[Entries from a point annotation dataset]
%%
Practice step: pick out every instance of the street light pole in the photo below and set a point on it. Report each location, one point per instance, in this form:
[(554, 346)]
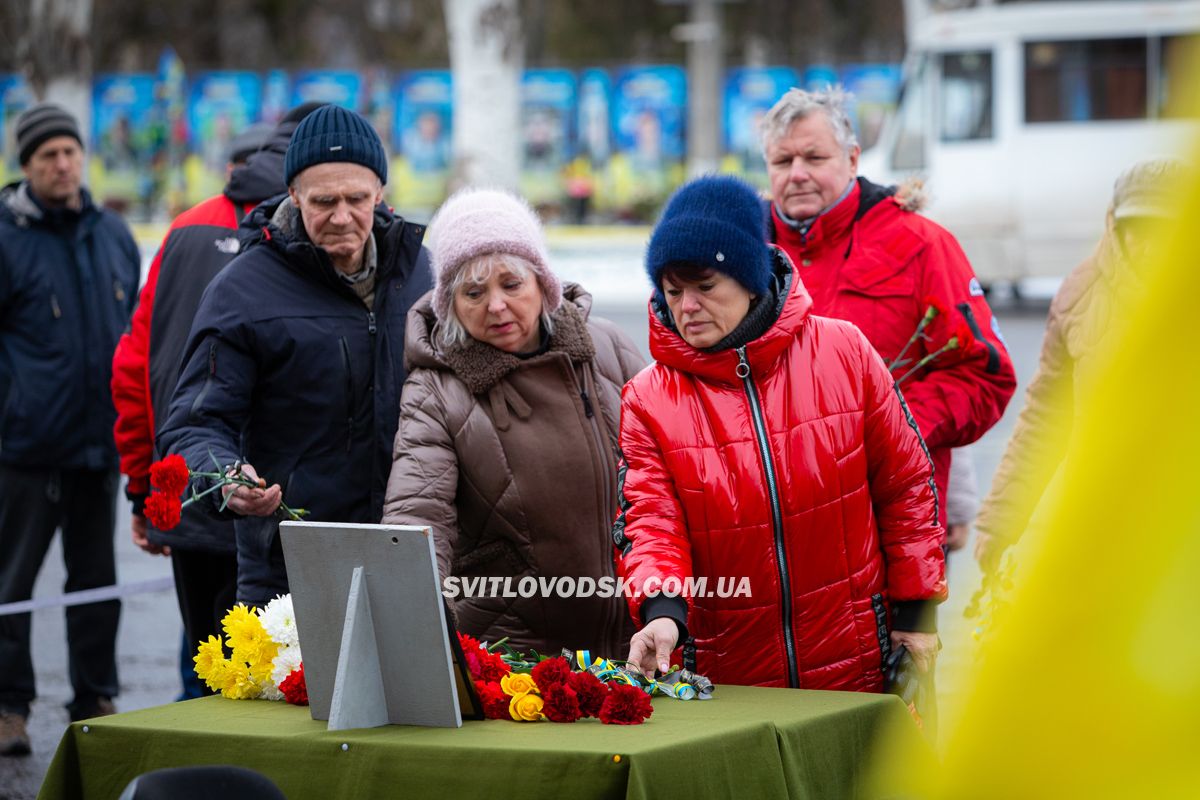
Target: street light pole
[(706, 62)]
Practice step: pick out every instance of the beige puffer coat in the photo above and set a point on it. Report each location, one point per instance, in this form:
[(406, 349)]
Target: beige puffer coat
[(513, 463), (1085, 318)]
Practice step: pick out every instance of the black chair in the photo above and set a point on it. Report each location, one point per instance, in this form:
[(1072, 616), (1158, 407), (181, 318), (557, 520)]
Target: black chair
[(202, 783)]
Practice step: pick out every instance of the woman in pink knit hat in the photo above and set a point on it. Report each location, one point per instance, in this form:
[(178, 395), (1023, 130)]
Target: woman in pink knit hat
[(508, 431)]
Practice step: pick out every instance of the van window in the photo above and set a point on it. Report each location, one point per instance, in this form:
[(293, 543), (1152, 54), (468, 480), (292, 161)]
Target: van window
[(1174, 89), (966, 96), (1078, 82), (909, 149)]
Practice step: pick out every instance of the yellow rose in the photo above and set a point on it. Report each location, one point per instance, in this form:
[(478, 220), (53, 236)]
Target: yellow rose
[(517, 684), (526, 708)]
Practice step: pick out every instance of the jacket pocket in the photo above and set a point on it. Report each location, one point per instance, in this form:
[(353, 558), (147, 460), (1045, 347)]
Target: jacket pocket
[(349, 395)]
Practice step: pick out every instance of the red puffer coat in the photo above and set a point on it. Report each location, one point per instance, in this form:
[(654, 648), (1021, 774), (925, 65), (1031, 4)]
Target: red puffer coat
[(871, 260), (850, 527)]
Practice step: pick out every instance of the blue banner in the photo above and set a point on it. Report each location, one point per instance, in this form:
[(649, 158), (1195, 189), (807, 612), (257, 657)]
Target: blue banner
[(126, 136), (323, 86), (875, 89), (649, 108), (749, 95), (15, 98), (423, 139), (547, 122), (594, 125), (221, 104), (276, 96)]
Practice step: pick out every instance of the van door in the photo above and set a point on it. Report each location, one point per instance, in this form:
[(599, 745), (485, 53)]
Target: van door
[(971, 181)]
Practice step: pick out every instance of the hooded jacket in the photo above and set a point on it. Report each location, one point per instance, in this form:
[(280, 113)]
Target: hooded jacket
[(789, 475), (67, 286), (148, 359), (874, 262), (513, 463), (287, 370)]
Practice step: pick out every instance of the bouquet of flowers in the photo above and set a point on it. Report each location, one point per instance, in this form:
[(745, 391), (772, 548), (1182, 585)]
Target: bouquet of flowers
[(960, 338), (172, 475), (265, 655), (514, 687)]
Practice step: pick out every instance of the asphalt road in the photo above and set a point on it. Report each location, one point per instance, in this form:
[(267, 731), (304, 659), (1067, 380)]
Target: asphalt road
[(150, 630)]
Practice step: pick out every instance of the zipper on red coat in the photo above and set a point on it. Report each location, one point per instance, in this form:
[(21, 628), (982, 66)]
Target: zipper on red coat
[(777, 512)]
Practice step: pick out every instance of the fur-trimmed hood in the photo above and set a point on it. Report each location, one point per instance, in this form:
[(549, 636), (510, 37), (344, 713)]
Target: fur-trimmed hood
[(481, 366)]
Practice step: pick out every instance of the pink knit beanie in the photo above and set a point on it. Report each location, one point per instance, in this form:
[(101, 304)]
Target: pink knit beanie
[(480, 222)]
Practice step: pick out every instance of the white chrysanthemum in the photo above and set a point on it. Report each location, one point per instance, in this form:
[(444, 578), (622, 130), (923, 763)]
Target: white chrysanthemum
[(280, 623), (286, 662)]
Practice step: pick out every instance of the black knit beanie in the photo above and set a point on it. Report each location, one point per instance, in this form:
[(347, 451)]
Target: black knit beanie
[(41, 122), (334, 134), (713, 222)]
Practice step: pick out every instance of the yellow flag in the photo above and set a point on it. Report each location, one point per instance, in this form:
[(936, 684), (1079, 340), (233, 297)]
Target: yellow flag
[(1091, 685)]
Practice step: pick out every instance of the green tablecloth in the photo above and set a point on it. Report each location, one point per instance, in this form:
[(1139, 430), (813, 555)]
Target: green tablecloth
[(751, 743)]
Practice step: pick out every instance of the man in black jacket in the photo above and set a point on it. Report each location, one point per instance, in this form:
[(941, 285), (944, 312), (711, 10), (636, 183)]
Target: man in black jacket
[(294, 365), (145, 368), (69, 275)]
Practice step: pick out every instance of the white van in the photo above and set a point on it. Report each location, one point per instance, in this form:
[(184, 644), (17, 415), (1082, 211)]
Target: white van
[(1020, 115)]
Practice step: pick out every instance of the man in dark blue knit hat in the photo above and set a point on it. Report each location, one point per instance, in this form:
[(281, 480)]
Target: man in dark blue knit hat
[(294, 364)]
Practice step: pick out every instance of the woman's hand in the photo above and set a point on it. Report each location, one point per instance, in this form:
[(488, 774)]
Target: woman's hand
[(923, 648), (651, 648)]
%%
%%
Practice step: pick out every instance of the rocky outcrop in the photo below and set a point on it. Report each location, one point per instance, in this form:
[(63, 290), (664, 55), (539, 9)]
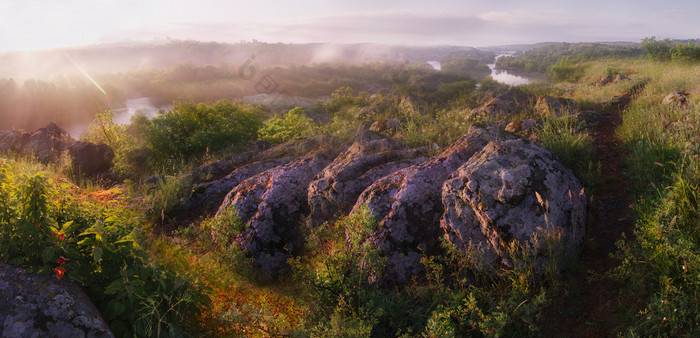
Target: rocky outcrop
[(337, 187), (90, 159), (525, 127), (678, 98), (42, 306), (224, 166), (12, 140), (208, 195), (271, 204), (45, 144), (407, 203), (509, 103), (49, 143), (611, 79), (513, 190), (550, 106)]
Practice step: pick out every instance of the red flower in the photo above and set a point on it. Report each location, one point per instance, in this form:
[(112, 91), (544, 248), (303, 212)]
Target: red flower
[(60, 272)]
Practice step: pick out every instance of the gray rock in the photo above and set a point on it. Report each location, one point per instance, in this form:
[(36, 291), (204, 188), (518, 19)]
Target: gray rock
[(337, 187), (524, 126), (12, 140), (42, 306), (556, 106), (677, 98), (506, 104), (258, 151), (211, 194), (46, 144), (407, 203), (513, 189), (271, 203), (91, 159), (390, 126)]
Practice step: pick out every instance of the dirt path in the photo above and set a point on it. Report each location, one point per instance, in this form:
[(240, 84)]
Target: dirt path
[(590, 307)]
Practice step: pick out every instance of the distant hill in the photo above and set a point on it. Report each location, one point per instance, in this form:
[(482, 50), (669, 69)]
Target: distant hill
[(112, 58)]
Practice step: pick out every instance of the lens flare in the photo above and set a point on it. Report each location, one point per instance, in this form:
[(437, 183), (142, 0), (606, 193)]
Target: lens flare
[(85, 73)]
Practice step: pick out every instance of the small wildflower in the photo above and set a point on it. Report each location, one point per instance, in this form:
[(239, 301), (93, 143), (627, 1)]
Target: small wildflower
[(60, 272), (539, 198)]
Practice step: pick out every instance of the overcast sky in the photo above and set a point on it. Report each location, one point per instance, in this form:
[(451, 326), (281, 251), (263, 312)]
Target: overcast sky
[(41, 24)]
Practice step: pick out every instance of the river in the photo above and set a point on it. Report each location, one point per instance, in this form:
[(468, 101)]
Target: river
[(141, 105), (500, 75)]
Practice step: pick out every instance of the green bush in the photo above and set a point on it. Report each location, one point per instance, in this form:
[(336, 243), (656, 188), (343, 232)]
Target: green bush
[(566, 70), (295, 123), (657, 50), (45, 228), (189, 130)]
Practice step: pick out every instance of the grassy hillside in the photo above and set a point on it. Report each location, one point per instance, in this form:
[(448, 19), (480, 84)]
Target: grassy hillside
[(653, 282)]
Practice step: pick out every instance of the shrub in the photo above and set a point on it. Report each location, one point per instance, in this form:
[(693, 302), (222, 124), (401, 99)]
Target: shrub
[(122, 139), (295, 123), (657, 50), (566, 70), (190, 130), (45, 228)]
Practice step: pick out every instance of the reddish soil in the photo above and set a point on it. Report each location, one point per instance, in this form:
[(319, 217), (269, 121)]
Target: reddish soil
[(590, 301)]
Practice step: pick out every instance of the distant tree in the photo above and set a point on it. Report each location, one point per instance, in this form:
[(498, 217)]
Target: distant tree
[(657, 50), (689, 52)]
%%
[What is required]: Lay out the material from the line containing "Practice step: pick out every instance of the street" through the line containing "[(517, 684), (526, 708)]" as a Markdown table with the columns Row and Line. Number each row, skip blank lines, and leave the pictures out.

[Completed exercise]:
| Row | Line |
|---|---|
| 1 | Practice step: pick out every instance of the street light pole in the photo below and set a point on it. Report each location, one point per instance, in this form: |
| 2 | [(554, 346)] |
| 3 | Target: street light pole |
| 4 | [(706, 62)] |
| 5 | Practice step: pick out every instance of the beige puffer coat in the photo above and set a point on it. Report each location, one point per instance, in this form: |
| 6 | [(406, 349)] |
| 7 | Target: beige puffer coat |
| 8 | [(513, 463), (1085, 318)] |
| 9 | Practice step: pick out every instance of the black chair in the photo above and set a point on it. Report each location, one point per instance, in this form: |
| 10 | [(1072, 616), (1158, 407), (181, 318), (557, 520)] |
| 11 | Target: black chair |
| 12 | [(202, 783)] |
| 13 | Practice step: pick out every instance of the woman in pink knit hat in the photo above and set a point on it. Report each location, one point per instance, in this form: |
| 14 | [(178, 395), (1023, 130)] |
| 15 | Target: woman in pink knit hat |
| 16 | [(508, 431)] |
| 17 | Practice step: pick out every instance of the van window in the photo above and set a point on it. Report each location, one point per instance, in this form: |
| 18 | [(293, 543), (1152, 54), (468, 480), (292, 161)] |
| 19 | Target: van window |
| 20 | [(1174, 89), (966, 96), (1078, 82), (909, 149)] |
| 21 | Practice step: pick out every instance of the yellow rose in the photo above and set a point on it. Report each location, one point per instance, in this form: |
| 22 | [(478, 220), (53, 236)] |
| 23 | Target: yellow rose |
| 24 | [(517, 684), (526, 708)] |